• WHAT THE EXERCISE ASKS
Give again, word for word, each line below starting at the one that contains "Target: wing covert" and ending at the one that contains "Spot the bird's dark".

[Natural-language object grounding data]
━━━━━━━━━━━━━━━━

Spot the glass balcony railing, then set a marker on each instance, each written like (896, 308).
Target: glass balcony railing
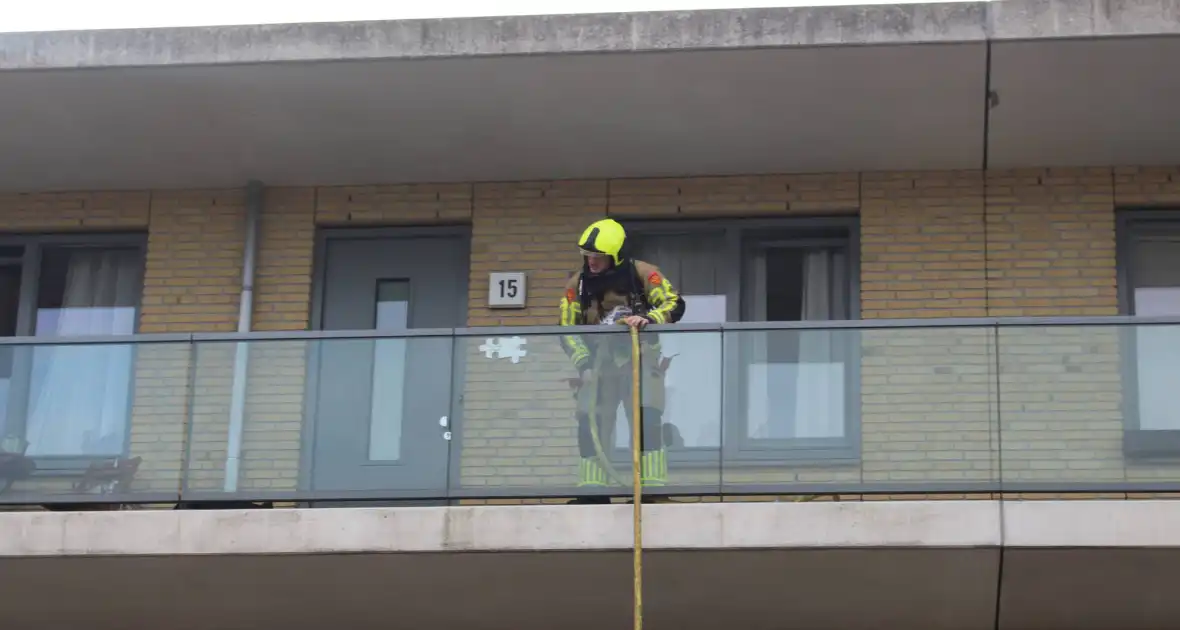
(865, 407)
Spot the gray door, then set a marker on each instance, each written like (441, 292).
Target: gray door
(379, 402)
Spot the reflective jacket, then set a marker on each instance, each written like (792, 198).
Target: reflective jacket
(650, 294)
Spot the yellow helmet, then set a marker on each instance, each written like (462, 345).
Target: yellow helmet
(605, 236)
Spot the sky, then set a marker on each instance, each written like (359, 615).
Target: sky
(92, 14)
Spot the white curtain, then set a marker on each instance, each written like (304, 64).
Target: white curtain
(804, 396)
(80, 395)
(819, 386)
(1156, 352)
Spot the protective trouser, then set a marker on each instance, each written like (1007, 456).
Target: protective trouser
(608, 385)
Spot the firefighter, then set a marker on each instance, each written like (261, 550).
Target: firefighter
(613, 288)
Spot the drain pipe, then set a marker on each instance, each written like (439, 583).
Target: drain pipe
(254, 197)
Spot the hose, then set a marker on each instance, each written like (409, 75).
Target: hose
(637, 509)
(636, 481)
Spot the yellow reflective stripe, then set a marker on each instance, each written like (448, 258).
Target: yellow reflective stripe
(663, 297)
(654, 467)
(571, 313)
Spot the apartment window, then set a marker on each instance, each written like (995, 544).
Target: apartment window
(67, 401)
(1149, 286)
(790, 393)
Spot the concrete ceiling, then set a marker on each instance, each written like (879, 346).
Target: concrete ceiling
(495, 118)
(625, 115)
(1086, 103)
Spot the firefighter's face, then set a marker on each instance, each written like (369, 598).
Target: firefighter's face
(597, 262)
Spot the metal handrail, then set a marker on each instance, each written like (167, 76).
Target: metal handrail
(517, 330)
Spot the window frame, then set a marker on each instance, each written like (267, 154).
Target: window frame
(1131, 225)
(736, 448)
(31, 276)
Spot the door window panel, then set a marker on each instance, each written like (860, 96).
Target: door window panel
(387, 406)
(1156, 293)
(795, 379)
(693, 262)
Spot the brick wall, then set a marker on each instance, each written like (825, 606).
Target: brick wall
(191, 283)
(933, 244)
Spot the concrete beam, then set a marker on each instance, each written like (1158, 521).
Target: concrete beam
(546, 527)
(595, 33)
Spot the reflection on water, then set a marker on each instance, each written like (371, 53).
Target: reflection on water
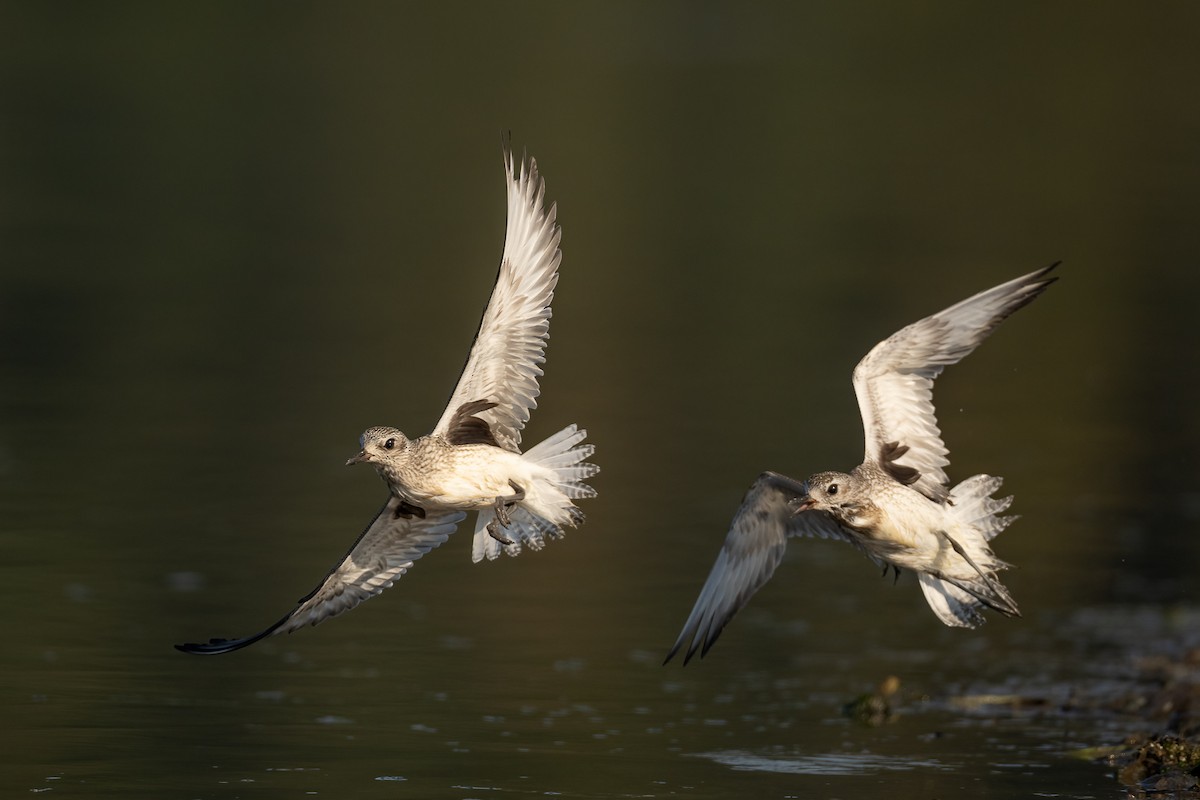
(822, 764)
(234, 236)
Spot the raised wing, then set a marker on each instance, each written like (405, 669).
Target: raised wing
(894, 383)
(753, 549)
(384, 552)
(510, 346)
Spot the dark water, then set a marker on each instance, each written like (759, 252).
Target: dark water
(233, 235)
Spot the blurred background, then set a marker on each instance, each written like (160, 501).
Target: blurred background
(234, 235)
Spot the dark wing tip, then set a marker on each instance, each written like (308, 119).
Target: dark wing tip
(216, 647)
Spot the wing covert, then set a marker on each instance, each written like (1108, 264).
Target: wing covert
(505, 359)
(384, 552)
(753, 549)
(894, 382)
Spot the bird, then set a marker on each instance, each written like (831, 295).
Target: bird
(472, 461)
(897, 506)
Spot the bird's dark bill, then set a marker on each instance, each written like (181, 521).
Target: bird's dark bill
(358, 459)
(802, 504)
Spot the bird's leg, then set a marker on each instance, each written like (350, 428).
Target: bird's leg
(501, 507)
(407, 510)
(504, 504)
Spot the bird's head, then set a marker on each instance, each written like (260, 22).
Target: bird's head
(828, 492)
(379, 445)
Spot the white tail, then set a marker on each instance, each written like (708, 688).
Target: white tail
(547, 506)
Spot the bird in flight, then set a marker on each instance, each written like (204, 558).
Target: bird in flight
(472, 461)
(897, 506)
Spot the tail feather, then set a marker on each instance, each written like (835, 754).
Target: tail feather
(958, 599)
(564, 456)
(954, 606)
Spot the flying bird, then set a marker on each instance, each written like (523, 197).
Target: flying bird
(897, 506)
(472, 461)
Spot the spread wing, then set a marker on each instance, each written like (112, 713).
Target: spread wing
(753, 549)
(504, 362)
(385, 551)
(894, 383)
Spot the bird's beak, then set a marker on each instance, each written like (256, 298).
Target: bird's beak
(801, 504)
(358, 459)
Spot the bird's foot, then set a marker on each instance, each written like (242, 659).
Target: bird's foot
(407, 510)
(503, 505)
(495, 533)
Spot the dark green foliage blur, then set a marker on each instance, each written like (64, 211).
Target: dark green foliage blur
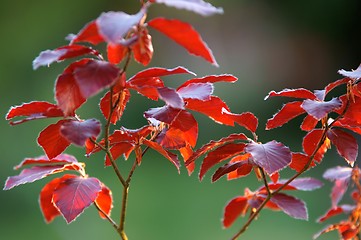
(268, 45)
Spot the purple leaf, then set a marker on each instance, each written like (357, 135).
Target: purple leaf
(290, 205)
(319, 109)
(78, 132)
(113, 26)
(197, 6)
(272, 156)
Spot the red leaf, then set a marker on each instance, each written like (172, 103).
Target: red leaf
(52, 141)
(319, 109)
(272, 156)
(44, 160)
(197, 6)
(113, 26)
(49, 56)
(171, 97)
(34, 110)
(214, 108)
(242, 168)
(345, 143)
(143, 48)
(94, 76)
(122, 98)
(78, 132)
(237, 206)
(354, 74)
(210, 79)
(289, 111)
(294, 93)
(176, 30)
(89, 33)
(104, 201)
(116, 53)
(220, 154)
(46, 198)
(35, 173)
(213, 144)
(311, 141)
(170, 156)
(290, 205)
(201, 91)
(336, 211)
(73, 195)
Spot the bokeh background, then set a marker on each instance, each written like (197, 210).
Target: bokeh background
(268, 45)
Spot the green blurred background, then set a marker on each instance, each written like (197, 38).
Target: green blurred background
(268, 45)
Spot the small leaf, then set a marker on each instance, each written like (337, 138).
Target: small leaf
(290, 205)
(176, 30)
(113, 26)
(272, 156)
(237, 206)
(320, 109)
(220, 154)
(52, 141)
(33, 110)
(345, 143)
(73, 195)
(78, 132)
(46, 198)
(288, 111)
(197, 6)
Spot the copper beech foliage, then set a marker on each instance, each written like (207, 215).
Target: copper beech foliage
(329, 120)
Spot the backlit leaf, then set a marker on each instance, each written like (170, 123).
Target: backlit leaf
(52, 141)
(346, 144)
(288, 111)
(73, 195)
(272, 156)
(176, 30)
(197, 6)
(220, 154)
(320, 109)
(234, 208)
(290, 205)
(33, 110)
(78, 132)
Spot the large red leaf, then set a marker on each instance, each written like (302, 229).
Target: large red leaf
(113, 26)
(46, 198)
(49, 56)
(320, 109)
(78, 132)
(171, 97)
(214, 108)
(94, 76)
(176, 30)
(33, 110)
(220, 154)
(294, 93)
(290, 205)
(236, 207)
(104, 201)
(288, 111)
(346, 144)
(44, 160)
(52, 141)
(197, 6)
(173, 158)
(143, 48)
(271, 156)
(213, 144)
(73, 195)
(35, 173)
(201, 91)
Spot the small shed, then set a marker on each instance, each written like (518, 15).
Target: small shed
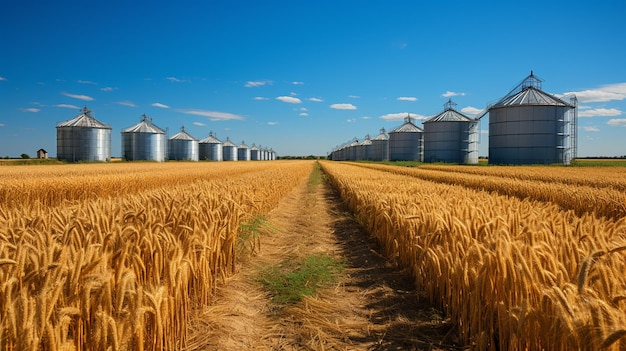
(41, 153)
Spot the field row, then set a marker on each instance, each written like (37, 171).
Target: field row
(121, 269)
(514, 274)
(592, 196)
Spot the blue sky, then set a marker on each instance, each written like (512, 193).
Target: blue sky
(301, 77)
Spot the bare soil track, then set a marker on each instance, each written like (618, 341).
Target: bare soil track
(374, 305)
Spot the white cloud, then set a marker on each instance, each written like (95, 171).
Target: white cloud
(176, 80)
(470, 110)
(77, 96)
(602, 94)
(126, 103)
(213, 115)
(67, 106)
(343, 106)
(452, 93)
(289, 99)
(400, 116)
(617, 122)
(591, 129)
(599, 112)
(258, 83)
(30, 109)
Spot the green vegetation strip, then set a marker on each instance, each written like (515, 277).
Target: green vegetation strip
(290, 281)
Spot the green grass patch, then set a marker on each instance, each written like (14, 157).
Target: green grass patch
(249, 232)
(291, 281)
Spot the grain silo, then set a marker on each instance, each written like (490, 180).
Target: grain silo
(406, 142)
(451, 136)
(83, 138)
(210, 148)
(243, 152)
(144, 141)
(364, 149)
(182, 146)
(530, 126)
(380, 147)
(229, 150)
(254, 153)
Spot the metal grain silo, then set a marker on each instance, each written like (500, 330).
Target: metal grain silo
(364, 148)
(380, 147)
(144, 141)
(83, 138)
(229, 150)
(243, 152)
(451, 137)
(530, 126)
(406, 142)
(254, 153)
(210, 148)
(182, 146)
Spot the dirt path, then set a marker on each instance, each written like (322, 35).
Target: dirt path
(373, 306)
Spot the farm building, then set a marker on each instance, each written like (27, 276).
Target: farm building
(83, 138)
(530, 126)
(406, 143)
(450, 136)
(144, 141)
(243, 152)
(229, 150)
(210, 148)
(42, 154)
(183, 146)
(380, 147)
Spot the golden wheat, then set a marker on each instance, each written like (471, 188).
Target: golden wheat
(514, 274)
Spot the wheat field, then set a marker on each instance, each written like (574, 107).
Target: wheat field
(513, 267)
(114, 256)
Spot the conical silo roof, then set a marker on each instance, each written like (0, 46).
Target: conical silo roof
(84, 120)
(182, 135)
(407, 127)
(145, 126)
(211, 139)
(382, 136)
(449, 115)
(229, 143)
(529, 93)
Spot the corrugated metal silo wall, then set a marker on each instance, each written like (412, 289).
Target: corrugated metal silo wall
(210, 151)
(179, 149)
(405, 146)
(525, 134)
(143, 146)
(453, 142)
(229, 153)
(380, 150)
(83, 144)
(243, 154)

━━━━━━━━━━━━━━━━

• YOUR SOLUTION
Target: wing covert
(505, 359)
(384, 552)
(753, 549)
(894, 382)
Spot the bird, then set a marker on each instance, each written like (831, 295).
Target: bird
(472, 461)
(897, 506)
Spot the bird's dark bill, then set a marker on each instance, each written like (181, 521).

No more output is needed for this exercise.